Can you reproduce each line of the records below, word for word and without any change?

▶ Task inputs

Start

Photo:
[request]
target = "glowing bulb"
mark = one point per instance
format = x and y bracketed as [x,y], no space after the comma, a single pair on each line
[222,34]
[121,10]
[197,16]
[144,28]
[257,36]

End

▶ Result for this task
Photo:
[request]
target = "glowing bulb"
mark = one point per instance
format = x and y bracketed as [x,y], no space after the comma, a single pair on each line
[222,34]
[121,10]
[197,16]
[144,28]
[257,36]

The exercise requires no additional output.